TASK DATA:

start

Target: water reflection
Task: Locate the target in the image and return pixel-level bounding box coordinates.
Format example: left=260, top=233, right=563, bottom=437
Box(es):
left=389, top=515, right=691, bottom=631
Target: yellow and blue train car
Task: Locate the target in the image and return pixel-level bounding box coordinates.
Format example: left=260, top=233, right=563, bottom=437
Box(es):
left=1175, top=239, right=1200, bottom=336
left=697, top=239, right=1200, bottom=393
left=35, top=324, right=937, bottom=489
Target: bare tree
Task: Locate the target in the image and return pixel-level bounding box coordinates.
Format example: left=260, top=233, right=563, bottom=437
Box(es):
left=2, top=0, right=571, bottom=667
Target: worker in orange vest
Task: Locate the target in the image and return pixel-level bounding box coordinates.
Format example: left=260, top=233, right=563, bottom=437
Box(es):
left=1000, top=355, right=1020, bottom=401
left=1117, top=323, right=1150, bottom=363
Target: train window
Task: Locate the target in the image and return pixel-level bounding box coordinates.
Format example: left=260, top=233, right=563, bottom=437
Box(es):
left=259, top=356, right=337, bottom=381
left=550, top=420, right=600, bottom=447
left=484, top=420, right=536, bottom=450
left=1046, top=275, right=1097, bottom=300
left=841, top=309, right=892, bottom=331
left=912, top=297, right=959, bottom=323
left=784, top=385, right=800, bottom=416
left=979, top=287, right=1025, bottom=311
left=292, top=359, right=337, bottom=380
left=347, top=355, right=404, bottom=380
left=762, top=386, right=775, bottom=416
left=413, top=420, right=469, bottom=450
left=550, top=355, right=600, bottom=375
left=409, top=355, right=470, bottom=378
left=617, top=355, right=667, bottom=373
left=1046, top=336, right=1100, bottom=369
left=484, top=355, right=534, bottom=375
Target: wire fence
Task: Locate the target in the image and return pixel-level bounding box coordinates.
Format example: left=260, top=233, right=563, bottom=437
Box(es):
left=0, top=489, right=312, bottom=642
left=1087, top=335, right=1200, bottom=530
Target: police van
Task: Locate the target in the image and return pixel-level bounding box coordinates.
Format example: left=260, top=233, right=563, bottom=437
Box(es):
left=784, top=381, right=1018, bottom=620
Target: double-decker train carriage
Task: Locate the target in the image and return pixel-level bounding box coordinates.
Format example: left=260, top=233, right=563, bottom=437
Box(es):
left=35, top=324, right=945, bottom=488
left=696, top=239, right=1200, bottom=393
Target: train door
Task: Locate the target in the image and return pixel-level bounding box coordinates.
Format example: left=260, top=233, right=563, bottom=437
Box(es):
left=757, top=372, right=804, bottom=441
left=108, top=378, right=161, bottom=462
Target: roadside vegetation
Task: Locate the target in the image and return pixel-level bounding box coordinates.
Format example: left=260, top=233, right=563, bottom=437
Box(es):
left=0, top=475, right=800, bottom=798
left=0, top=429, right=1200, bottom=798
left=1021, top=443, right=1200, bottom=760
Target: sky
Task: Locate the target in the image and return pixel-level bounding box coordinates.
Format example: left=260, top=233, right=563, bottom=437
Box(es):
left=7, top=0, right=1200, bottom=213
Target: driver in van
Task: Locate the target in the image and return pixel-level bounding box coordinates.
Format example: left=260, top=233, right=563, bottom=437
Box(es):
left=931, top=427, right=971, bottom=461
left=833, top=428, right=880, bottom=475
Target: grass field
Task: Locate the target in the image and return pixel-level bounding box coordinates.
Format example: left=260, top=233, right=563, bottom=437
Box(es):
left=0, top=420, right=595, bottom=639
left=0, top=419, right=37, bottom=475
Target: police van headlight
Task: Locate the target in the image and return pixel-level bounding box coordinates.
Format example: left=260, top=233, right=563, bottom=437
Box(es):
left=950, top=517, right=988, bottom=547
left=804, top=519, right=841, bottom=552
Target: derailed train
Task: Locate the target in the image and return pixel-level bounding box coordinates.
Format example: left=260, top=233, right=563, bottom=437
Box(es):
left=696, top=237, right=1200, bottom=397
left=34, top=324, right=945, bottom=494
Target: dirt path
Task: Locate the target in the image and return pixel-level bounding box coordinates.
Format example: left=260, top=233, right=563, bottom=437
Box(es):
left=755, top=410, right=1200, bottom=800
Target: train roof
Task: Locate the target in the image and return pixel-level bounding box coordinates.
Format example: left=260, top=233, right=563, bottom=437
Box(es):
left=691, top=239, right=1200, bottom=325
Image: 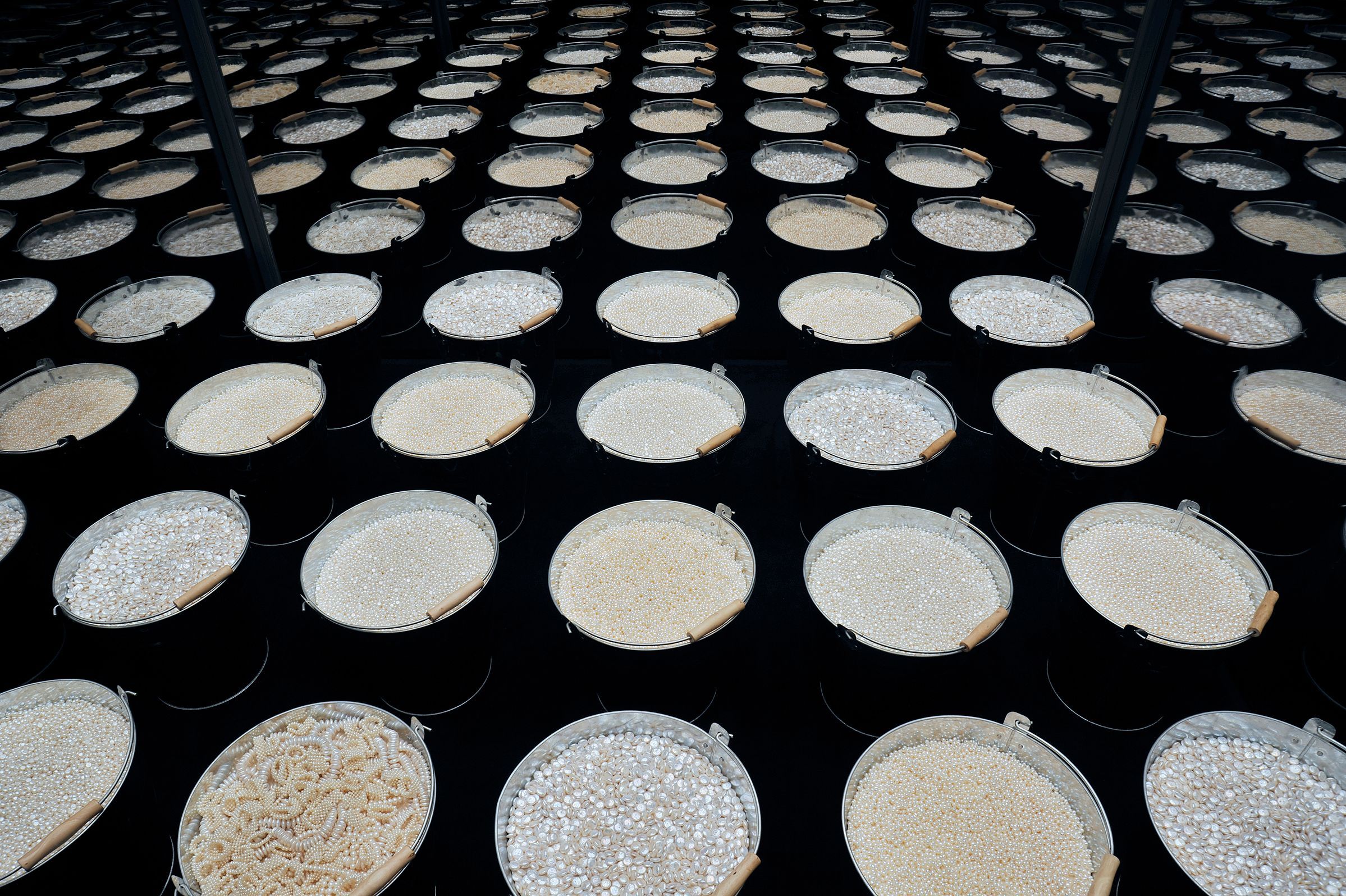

end

TASK DETAILS:
Reproduce all of the rows above verbatim, omitting the image.

SOLUTION FOR THIS EXERCISE:
Target: water reflection
Task: Locate the target in the image and return pixel-level bounding box coordinates.
Format example: left=260, top=233, right=563, bottom=437
Box(es):
left=389, top=515, right=691, bottom=631
Target: yellow and blue train car
Task: Locate the target in the image and return pixel-level bounding box coordinates.
Format example: left=260, top=233, right=563, bottom=437
Box(es):
left=1175, top=239, right=1200, bottom=336
left=697, top=239, right=1200, bottom=393
left=35, top=324, right=937, bottom=489
Target: bare tree
Task: Locate the target in the image and return pixel-level bounding box coordinates.
Format example: left=260, top=233, right=563, bottom=437
Box(es):
left=2, top=0, right=571, bottom=667
Target: worker in orange vest
Task: Locate the target in the image and return pixel-level bounding box coordinates.
Format example: left=260, top=233, right=563, bottom=437
Box(es):
left=1000, top=355, right=1020, bottom=401
left=1117, top=323, right=1150, bottom=363
Target: train window
Task: Locate the target in the image and return pixel-level bounding box coordinates.
Format example: left=260, top=233, right=563, bottom=437
Box(es):
left=259, top=356, right=337, bottom=381
left=550, top=420, right=600, bottom=447
left=484, top=420, right=536, bottom=450
left=1046, top=275, right=1097, bottom=300
left=841, top=309, right=892, bottom=331
left=912, top=297, right=959, bottom=323
left=784, top=385, right=800, bottom=416
left=979, top=287, right=1025, bottom=311
left=292, top=359, right=337, bottom=380
left=347, top=355, right=404, bottom=380
left=762, top=386, right=775, bottom=416
left=413, top=420, right=469, bottom=450
left=550, top=355, right=600, bottom=375
left=409, top=355, right=470, bottom=378
left=617, top=355, right=667, bottom=373
left=1046, top=336, right=1100, bottom=369
left=484, top=355, right=534, bottom=375
Target: wire fence
Task: Locate the target in the image and return pixel-level bounding box coordinates.
Format example: left=260, top=233, right=563, bottom=437
Box(es):
left=0, top=489, right=312, bottom=642
left=1087, top=335, right=1200, bottom=530
Target: police van
Task: Locate the target in the image and return pixel-level bounding box coordinates.
Format example: left=260, top=233, right=563, bottom=437
Box(es):
left=784, top=381, right=1018, bottom=620
Target: double-decker train carriage
Task: Locate the target in the image and return pixel-level bounding box coordinates.
Format example: left=260, top=233, right=563, bottom=437
Box(es):
left=35, top=324, right=945, bottom=488
left=696, top=239, right=1200, bottom=393
Target: train door
Task: Locate the target in the image and return pixel-level bounding box coordinates.
Format example: left=260, top=233, right=563, bottom=437
Box(es):
left=757, top=372, right=804, bottom=441
left=108, top=378, right=161, bottom=462
Target: roadside vegetation
Task: Locate the target in the image and return pixel-level bounding box coordinates.
Format example: left=260, top=233, right=563, bottom=437
Box(es):
left=0, top=475, right=800, bottom=798
left=0, top=429, right=1200, bottom=798
left=1021, top=443, right=1200, bottom=760
Target: sky
Task: Locate the target in the image and return pixel-level bounding box coordinates.
Format example: left=260, top=233, right=563, bottom=437
Box(es):
left=7, top=0, right=1200, bottom=213
Target: driver in van
Task: Locate the target in the image and return pixel-level bounding box coordinates.
Format example: left=260, top=233, right=563, bottom=437
Box(es):
left=931, top=427, right=971, bottom=461
left=833, top=428, right=880, bottom=475
Target: grass field
Task: Locate the target in the image and return pixel-level bounding box coordinates.
Format example: left=260, top=233, right=563, bottom=437
Box(es):
left=0, top=420, right=595, bottom=639
left=0, top=419, right=37, bottom=475
Target: police van headlight
Task: Locate the target in the image and return pixel-level bounding box coordinates.
Format example: left=260, top=233, right=563, bottom=437
Box(es):
left=950, top=517, right=988, bottom=547
left=804, top=519, right=841, bottom=552
Target: derailed train
Task: Locate the target in the image and return pixel-level bounding box coordinates.
Format example: left=260, top=233, right=563, bottom=437
Box(es):
left=696, top=237, right=1200, bottom=397
left=34, top=324, right=945, bottom=494
Target: dirt path
Task: Locate the target in the image and return pixel-level bounding box coordinates.
Format example: left=260, top=233, right=563, bottom=437
Box(es):
left=755, top=410, right=1200, bottom=800
Target: train roof
Task: Locate the target in the image and return pixel-level bounding box coordinates.
Format example: left=260, top=233, right=563, bottom=437
Box(es):
left=691, top=239, right=1200, bottom=325
Image: 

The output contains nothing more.